Instructions to follow
Once you find the line containing "Target: candle holder" in the data below, copy it and each following line exactly, up to and including the line containing "Tag the birthday", and nothing else.

Data entries:
*** Begin section ***

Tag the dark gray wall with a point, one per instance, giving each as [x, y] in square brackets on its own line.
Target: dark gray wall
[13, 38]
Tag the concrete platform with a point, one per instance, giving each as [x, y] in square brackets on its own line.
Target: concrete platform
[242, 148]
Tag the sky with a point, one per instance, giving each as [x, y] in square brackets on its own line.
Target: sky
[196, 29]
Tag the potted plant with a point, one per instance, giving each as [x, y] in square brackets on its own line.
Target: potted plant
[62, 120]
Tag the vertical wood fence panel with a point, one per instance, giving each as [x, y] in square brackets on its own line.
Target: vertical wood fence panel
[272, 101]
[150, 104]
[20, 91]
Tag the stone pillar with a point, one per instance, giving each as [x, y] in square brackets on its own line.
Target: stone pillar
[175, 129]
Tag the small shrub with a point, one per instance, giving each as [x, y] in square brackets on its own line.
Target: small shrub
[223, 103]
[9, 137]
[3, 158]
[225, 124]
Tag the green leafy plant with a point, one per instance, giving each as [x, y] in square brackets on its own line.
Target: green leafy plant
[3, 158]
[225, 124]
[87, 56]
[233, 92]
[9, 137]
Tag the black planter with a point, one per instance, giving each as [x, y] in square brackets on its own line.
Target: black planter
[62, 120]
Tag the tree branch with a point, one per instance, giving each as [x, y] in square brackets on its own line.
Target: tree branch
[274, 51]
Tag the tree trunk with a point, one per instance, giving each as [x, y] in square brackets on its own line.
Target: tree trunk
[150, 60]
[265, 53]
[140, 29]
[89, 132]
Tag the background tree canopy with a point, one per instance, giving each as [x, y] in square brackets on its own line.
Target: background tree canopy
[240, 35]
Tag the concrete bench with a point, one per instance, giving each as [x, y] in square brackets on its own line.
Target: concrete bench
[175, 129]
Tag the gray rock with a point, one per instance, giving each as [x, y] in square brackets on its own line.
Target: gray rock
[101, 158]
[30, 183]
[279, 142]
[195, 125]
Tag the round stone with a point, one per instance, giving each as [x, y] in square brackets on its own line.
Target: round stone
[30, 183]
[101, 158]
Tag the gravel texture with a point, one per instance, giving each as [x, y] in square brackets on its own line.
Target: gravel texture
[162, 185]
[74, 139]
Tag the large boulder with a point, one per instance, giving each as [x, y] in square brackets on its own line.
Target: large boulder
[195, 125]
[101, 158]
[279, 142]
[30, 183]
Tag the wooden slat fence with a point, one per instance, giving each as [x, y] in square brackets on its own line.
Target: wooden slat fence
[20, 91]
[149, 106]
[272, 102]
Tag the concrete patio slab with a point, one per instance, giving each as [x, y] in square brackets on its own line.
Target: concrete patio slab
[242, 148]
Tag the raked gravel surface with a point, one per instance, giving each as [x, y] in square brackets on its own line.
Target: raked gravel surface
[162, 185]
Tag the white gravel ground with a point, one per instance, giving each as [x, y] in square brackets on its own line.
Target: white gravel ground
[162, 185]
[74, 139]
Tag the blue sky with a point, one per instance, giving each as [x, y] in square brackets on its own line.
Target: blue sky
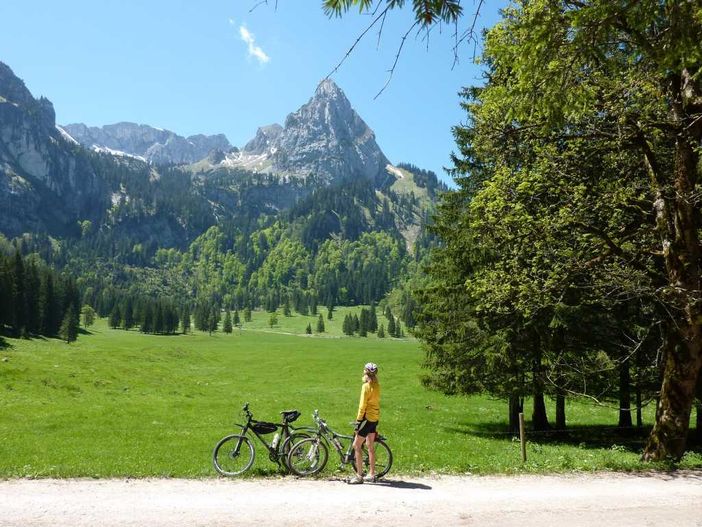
[216, 66]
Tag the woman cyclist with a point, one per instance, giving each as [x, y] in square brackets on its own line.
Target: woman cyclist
[366, 423]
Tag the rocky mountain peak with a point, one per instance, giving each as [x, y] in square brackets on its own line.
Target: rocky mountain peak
[12, 88]
[325, 138]
[328, 89]
[153, 144]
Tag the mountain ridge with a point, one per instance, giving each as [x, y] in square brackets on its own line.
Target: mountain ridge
[152, 144]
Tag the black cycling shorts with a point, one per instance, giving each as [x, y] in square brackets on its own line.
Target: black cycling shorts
[367, 427]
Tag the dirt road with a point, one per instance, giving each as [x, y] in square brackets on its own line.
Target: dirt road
[600, 500]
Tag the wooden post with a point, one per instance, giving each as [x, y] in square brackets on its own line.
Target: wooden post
[522, 436]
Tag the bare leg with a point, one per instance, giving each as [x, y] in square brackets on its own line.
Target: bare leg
[358, 452]
[370, 443]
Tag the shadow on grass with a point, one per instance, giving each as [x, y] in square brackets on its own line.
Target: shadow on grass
[586, 436]
[632, 439]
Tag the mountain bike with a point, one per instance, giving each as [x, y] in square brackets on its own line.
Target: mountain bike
[235, 453]
[309, 456]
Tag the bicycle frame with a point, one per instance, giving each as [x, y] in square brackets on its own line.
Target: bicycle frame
[274, 452]
[332, 438]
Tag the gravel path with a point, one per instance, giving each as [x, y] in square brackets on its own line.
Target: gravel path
[655, 499]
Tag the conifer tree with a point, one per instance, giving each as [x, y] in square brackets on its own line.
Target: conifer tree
[88, 315]
[227, 326]
[363, 323]
[381, 332]
[185, 318]
[115, 318]
[69, 326]
[391, 326]
[19, 318]
[373, 319]
[128, 314]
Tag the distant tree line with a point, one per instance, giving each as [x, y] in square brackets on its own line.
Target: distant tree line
[36, 300]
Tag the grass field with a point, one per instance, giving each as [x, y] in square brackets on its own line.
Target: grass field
[119, 403]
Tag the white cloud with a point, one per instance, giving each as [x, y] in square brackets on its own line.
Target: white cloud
[254, 50]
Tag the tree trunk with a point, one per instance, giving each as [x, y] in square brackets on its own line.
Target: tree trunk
[560, 410]
[678, 223]
[515, 408]
[539, 419]
[624, 395]
[668, 438]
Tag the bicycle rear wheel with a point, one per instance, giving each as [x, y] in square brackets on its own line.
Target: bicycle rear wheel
[308, 457]
[383, 458]
[233, 455]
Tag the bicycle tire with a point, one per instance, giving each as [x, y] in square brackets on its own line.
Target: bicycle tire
[308, 457]
[383, 458]
[284, 450]
[229, 454]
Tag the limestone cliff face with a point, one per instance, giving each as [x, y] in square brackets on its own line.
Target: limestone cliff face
[46, 183]
[152, 144]
[325, 138]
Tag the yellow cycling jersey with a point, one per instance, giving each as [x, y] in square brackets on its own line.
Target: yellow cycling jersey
[369, 406]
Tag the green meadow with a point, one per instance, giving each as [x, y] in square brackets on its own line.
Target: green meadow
[123, 404]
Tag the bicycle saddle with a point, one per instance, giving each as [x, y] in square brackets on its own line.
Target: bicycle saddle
[290, 415]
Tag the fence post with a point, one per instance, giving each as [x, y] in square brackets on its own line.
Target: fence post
[522, 436]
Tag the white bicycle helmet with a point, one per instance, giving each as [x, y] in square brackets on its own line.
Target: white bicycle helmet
[371, 367]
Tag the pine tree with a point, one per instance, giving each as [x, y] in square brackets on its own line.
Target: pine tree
[88, 315]
[185, 318]
[373, 320]
[347, 327]
[115, 317]
[388, 313]
[212, 321]
[391, 326]
[227, 327]
[69, 326]
[19, 319]
[147, 324]
[363, 323]
[128, 314]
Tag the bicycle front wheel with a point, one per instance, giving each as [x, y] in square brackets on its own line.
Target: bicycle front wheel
[284, 449]
[308, 457]
[383, 458]
[233, 455]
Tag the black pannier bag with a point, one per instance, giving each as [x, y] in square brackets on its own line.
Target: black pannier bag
[263, 427]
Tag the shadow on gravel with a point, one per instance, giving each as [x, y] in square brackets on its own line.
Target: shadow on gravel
[401, 484]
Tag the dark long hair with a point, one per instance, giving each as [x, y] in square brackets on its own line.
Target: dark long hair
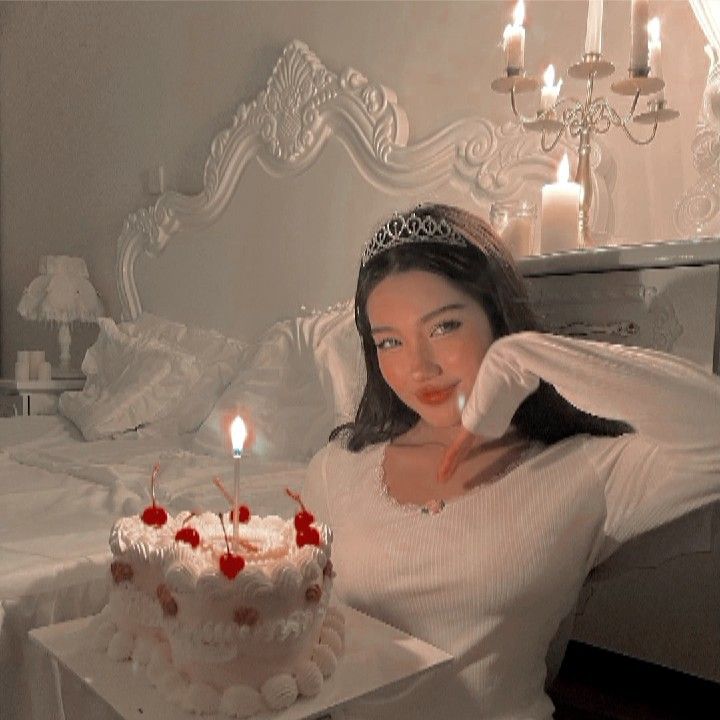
[484, 270]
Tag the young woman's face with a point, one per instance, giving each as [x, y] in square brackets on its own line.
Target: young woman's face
[430, 338]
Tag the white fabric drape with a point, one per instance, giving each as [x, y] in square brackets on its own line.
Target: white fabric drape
[707, 13]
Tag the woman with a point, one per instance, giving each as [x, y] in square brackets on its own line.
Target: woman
[491, 466]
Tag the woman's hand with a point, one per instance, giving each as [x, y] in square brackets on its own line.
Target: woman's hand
[456, 452]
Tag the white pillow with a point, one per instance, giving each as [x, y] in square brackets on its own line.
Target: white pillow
[339, 360]
[219, 359]
[131, 381]
[301, 382]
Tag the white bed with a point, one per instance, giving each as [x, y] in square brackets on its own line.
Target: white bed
[291, 190]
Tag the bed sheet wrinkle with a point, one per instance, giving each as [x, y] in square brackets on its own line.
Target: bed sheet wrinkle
[42, 429]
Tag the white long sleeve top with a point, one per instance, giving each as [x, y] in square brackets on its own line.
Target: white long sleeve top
[490, 577]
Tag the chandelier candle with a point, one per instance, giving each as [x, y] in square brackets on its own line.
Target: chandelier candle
[639, 11]
[514, 41]
[654, 50]
[593, 34]
[238, 434]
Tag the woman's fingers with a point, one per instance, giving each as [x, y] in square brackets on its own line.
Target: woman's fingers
[456, 452]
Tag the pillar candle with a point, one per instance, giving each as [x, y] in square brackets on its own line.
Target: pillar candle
[560, 212]
[654, 51]
[593, 33]
[514, 39]
[639, 10]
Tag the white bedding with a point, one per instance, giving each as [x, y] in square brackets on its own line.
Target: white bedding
[59, 496]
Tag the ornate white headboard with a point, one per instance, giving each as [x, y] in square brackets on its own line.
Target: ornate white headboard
[294, 186]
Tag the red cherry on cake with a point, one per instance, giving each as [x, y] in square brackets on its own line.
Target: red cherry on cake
[154, 515]
[243, 514]
[189, 535]
[231, 565]
[307, 536]
[303, 520]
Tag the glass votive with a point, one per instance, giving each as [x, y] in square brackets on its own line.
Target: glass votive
[514, 222]
[22, 371]
[37, 358]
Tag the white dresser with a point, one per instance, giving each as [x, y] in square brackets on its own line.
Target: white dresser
[658, 597]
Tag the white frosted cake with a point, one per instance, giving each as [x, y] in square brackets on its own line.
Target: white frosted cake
[236, 629]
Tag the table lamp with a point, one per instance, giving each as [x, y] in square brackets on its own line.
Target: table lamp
[63, 294]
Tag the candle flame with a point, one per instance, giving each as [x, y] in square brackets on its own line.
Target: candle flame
[238, 433]
[564, 169]
[654, 31]
[549, 76]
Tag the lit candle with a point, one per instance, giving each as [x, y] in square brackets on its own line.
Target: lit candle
[514, 39]
[639, 10]
[238, 434]
[593, 33]
[560, 212]
[654, 49]
[550, 91]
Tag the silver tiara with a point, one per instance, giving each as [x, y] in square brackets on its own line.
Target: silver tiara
[412, 228]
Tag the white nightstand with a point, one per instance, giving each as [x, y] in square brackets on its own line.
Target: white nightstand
[39, 397]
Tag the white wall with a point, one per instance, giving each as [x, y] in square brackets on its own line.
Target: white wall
[93, 95]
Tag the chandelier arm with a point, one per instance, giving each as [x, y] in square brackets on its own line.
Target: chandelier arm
[647, 141]
[553, 144]
[634, 105]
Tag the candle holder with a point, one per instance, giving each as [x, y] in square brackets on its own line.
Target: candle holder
[593, 115]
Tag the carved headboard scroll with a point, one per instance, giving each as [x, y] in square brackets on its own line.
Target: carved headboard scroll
[305, 107]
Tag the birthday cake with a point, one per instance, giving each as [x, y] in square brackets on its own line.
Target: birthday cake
[237, 625]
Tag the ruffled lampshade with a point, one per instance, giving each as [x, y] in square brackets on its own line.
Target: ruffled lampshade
[62, 293]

*** End section ***

Solved problem
Target: candle holder
[593, 115]
Tag the carved headboard scroll with a point, one per instance, giving each as [x, y] in square brackets on its own line.
Target: carved headboard scroll
[305, 107]
Tag the birthday cake with a point, one per instance, giving each as [x, y] in square brackets on its own line.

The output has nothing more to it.